## What you need to do
Restate the records that follow word for word. Omit the images.
(Material for this exercise begins)
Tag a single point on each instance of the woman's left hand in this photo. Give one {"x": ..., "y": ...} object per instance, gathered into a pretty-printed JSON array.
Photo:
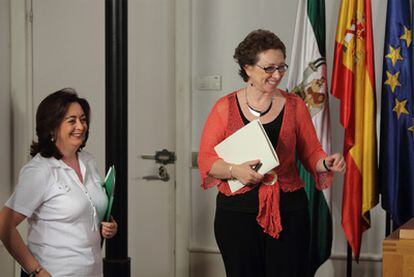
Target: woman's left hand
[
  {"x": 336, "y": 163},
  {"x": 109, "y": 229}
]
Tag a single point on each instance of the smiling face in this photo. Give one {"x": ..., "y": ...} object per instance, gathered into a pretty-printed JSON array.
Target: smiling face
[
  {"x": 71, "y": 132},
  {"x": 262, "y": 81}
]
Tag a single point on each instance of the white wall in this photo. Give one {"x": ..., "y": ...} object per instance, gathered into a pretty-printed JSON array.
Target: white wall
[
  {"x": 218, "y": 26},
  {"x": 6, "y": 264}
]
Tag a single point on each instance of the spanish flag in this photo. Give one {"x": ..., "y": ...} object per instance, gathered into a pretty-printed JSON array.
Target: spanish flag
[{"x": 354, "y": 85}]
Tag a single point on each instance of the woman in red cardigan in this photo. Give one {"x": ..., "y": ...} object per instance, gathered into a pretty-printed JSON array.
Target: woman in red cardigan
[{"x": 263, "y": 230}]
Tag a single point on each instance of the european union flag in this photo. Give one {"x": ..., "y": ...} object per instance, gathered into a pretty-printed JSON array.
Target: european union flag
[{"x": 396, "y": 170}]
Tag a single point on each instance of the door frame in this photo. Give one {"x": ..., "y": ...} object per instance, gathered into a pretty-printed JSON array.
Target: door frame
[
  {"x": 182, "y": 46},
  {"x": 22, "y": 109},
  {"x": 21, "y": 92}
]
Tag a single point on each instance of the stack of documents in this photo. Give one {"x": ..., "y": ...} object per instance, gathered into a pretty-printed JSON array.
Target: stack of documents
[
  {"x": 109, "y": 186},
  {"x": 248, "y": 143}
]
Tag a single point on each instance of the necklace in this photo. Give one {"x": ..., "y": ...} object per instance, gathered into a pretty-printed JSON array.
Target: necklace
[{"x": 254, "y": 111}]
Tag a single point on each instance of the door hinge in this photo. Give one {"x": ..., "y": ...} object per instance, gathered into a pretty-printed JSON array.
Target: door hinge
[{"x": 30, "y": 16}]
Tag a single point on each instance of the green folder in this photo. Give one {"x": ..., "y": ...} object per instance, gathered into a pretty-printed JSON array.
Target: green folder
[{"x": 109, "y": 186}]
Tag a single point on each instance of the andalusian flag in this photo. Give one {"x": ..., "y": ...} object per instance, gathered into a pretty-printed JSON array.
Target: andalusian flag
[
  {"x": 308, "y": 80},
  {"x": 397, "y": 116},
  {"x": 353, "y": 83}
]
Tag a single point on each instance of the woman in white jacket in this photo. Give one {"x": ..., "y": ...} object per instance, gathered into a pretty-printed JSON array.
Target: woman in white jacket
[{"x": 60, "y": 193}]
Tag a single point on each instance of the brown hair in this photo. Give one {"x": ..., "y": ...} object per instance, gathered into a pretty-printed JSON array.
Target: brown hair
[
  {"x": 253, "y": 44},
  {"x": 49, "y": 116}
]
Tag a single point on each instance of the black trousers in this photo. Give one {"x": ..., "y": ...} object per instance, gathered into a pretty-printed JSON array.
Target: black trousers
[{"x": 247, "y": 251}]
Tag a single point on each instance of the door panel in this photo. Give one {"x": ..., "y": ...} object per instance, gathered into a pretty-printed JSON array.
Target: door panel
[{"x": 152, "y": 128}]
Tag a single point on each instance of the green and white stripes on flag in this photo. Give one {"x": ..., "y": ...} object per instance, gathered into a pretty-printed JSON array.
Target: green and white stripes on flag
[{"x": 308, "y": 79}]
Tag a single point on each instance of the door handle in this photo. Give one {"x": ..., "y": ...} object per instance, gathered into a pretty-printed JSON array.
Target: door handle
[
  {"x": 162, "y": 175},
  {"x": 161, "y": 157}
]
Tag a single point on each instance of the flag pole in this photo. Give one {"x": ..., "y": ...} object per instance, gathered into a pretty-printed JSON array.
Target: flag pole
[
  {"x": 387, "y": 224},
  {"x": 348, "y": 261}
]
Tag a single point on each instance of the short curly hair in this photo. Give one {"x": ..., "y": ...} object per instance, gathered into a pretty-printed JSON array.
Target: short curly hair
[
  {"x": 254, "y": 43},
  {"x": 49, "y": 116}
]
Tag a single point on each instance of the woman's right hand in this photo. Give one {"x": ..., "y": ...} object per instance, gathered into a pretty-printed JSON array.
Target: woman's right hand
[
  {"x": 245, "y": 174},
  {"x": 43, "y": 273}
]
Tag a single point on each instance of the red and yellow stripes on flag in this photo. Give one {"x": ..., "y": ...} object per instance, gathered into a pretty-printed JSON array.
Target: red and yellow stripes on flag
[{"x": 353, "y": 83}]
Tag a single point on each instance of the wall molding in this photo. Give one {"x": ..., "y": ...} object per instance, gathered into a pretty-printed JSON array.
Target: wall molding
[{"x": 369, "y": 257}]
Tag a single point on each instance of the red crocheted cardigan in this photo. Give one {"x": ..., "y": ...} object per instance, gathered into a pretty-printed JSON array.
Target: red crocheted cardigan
(Material for this exercise ends)
## Task result
Tag a single point on each instance of the woman's left hand in this photo. Give one {"x": ..., "y": ...} object per instance, gathered into a pretty-printed JSON array.
Photo:
Target: woman's left hand
[
  {"x": 336, "y": 163},
  {"x": 109, "y": 229}
]
Tag a single point on each instance of the smiling face in this photo. Give one {"x": ..., "y": ...} object per instance, gathered into a pretty-printed JSON array.
Target: smiling face
[
  {"x": 71, "y": 132},
  {"x": 262, "y": 81}
]
Tag a single point on each instance of the white wall in this photo. Give one {"x": ..., "y": ...} object per instance, gathered into a pretty-printed JSON array.
Target: white wall
[
  {"x": 218, "y": 26},
  {"x": 6, "y": 264}
]
Tag a single point on each instance of the spanish flag in this photo. Give one {"x": ..., "y": ...} object per instance, gathered into a pretty-printed JSON array.
Target: spanish flag
[{"x": 354, "y": 85}]
Tag a single point on each instance of the woman in red cardigan in this photo. Give one {"x": ..., "y": ...} object per instance, gathered into a pretty-printed JSON array.
Target: woman in red cardigan
[{"x": 263, "y": 230}]
Tag a single point on each instance of the european union flag in this photo. Give one {"x": ..., "y": ...} object per instance, gathered into a pretty-printed JSON array.
Target: european union flag
[{"x": 396, "y": 170}]
Tag a single point on each instance of the door frame in this photo. Give one {"x": ..., "y": ...} object per instance, gathered into a pretty-printed JSON array.
Target: door frame
[
  {"x": 182, "y": 46},
  {"x": 22, "y": 109},
  {"x": 21, "y": 92}
]
Tag a single point on each instance of the stack of documents in this photo. Give one {"x": ..., "y": ...} object per instance, gathered into a pretty-printed JSON array.
Target: stack of documents
[
  {"x": 109, "y": 186},
  {"x": 248, "y": 143}
]
Tag a single point on each instance of the necklace in this photo. Give one {"x": ..., "y": ...} object per instance, gathered into a pretty-printed JSON array.
Target: necklace
[{"x": 254, "y": 111}]
Tag a single point on each instance of the door hinge in this photo. Give one {"x": ..., "y": ...} object per instance, gathered into a pretty-printed JSON array.
Target: door hinge
[{"x": 30, "y": 16}]
Tag a single point on each instance of the green folder in this photo. Give one {"x": ..., "y": ...} object per instance, gathered into a pretty-printed JSON array.
Target: green folder
[{"x": 109, "y": 186}]
Tag a single point on each instance of the andalusian flag in this photo. Give one {"x": ..., "y": ...} object per instance, gathered into a pretty-printed JSON array.
Target: andalusian flag
[
  {"x": 308, "y": 80},
  {"x": 397, "y": 116},
  {"x": 353, "y": 83}
]
Tag a single point on each instance of the woman in white jacket in this photo. Give one {"x": ..., "y": ...} object per instance, gathered into a pretty-printed JSON array.
Target: woman in white jacket
[{"x": 60, "y": 193}]
Tag a single point on each instance of the brown hair in this photo. Give one {"x": ..., "y": ...} object per instance, gathered into a pretty-printed JSON array.
Target: brown hair
[
  {"x": 253, "y": 44},
  {"x": 49, "y": 116}
]
Tag a single point on each instance of the black trousers in this photo. Give one {"x": ..., "y": ...} object per instance, gathered into a pretty-printed JSON array.
Target: black trousers
[{"x": 247, "y": 251}]
Tag a single point on each instance of the door panel in this photo. Give one {"x": ..., "y": ...} object per instance, gathered into a pretty-printed JSON array.
Target: door panel
[{"x": 152, "y": 128}]
Tag a single point on each instance of the green and white stripes on flag in this photo. Give one {"x": ..., "y": ...} object per instance, gathered into a pretty-printed JSON array.
Target: green and white stripes on flag
[{"x": 308, "y": 79}]
Tag a single point on each instance of the door handle in this photo. Give one {"x": ..., "y": ...} object per instance, gathered into a pretty-printed JSON array.
Target: door handle
[
  {"x": 162, "y": 175},
  {"x": 161, "y": 157}
]
Tag a single point on each instance of the flag pole in this photo. Give one {"x": ..., "y": ...} object per instance, gathered into a pretty-printed JSON array.
Target: flag pole
[
  {"x": 387, "y": 224},
  {"x": 348, "y": 261}
]
Tag a single point on each instance of the short curly hair in this photo. Give one {"x": ..., "y": ...} object per instance, gathered into a pretty-printed JSON array.
Target: short curly hair
[
  {"x": 254, "y": 43},
  {"x": 49, "y": 116}
]
Tag a single point on each instance of the woman's right hand in this photo. Give one {"x": ..., "y": ...} object per instance, gathered into a pretty-printed JSON array.
Target: woman's right hand
[
  {"x": 245, "y": 174},
  {"x": 43, "y": 273}
]
Tag a single point on each instance of the red and yellow stripes on flag in this photo. Give one {"x": ..., "y": ...} object per instance, gathered into a pretty-printed JSON array.
Target: red and yellow stripes on flag
[{"x": 353, "y": 83}]
Tag a single point on each instance of the wall molding in this photo. Give one {"x": ..., "y": ...} object per instance, gathered into a pretty-printed JSON array.
Target: wall molding
[{"x": 369, "y": 257}]
Tag a single point on each instance of the red crocheted cardigan in this photo. Give one {"x": ..., "y": ...} object per instance, gathered into a pretty-printed JSON array.
Target: red crocheted cardigan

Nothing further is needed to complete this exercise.